**Work to be completed**
Convert the lines below, from the line containing "to the standing" through the line containing "Target: standing police officer", into a JSON list of strings with one string per line and blank lines omitted.

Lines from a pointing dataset
══════

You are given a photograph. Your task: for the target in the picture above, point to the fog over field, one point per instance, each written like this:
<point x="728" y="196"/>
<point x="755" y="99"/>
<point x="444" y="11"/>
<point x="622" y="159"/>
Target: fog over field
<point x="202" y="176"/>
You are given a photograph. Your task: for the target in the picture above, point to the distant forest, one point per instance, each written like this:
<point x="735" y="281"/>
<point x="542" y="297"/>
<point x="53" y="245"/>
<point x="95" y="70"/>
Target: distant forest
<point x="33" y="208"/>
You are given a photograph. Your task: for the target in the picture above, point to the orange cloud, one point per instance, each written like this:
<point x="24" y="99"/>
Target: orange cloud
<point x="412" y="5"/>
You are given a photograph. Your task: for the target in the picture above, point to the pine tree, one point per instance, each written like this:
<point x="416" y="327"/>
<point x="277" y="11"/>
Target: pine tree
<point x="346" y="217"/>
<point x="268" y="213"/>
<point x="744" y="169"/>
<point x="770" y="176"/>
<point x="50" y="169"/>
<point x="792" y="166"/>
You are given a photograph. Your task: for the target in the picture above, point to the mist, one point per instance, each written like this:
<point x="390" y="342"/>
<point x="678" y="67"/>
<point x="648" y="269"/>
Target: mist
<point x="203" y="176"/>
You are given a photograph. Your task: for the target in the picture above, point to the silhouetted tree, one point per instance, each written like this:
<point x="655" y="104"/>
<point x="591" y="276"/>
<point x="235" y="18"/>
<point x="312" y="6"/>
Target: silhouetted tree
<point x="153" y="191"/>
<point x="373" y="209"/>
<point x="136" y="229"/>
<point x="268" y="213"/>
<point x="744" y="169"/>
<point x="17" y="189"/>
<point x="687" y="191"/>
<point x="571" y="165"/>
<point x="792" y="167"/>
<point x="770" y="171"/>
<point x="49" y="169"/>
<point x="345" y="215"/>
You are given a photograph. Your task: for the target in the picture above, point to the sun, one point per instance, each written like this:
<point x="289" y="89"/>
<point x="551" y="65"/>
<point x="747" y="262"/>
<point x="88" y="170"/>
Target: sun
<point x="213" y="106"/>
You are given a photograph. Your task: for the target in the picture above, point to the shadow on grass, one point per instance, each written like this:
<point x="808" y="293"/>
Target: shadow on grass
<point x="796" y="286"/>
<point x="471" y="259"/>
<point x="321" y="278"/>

══════

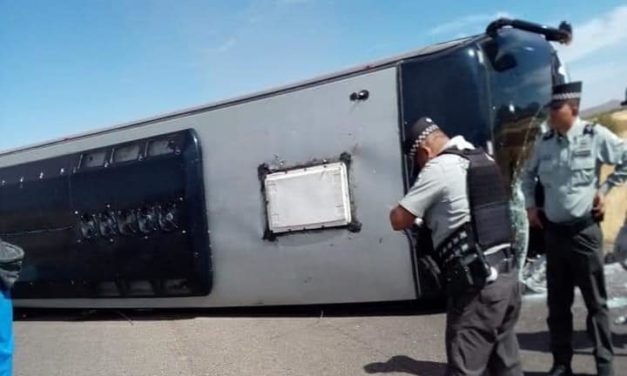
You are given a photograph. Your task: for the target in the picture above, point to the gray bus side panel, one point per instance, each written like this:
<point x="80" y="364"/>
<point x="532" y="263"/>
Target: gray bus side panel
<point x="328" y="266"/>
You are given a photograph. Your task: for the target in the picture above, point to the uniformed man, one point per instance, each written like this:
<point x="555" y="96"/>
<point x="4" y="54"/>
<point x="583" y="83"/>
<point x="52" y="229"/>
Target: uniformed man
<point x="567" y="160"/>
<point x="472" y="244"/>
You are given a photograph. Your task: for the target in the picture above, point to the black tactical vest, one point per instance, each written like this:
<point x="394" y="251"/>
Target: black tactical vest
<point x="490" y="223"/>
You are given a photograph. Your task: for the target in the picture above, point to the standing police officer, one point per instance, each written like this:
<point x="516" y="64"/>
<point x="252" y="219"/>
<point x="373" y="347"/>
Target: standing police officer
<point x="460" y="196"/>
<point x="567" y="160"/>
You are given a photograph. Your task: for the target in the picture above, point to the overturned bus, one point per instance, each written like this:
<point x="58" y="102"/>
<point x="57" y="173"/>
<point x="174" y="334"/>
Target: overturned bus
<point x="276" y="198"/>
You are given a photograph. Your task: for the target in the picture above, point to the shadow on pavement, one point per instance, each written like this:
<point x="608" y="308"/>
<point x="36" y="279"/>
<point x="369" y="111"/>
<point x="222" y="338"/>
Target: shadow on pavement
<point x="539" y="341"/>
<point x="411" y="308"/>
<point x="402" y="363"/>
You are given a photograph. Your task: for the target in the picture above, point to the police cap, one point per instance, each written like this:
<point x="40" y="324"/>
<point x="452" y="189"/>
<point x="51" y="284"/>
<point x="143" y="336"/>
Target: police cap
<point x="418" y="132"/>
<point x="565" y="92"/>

══════

**Worked solution**
[
  "You are given a photograph. Your task: for the target in the picture above, point to the standing police officer, one point per instance, each written like this:",
  "<point x=\"516\" y=\"64\"/>",
  "<point x=\"252\" y=\"219\"/>",
  "<point x=\"373\" y=\"347\"/>",
  "Target: standing police officer"
]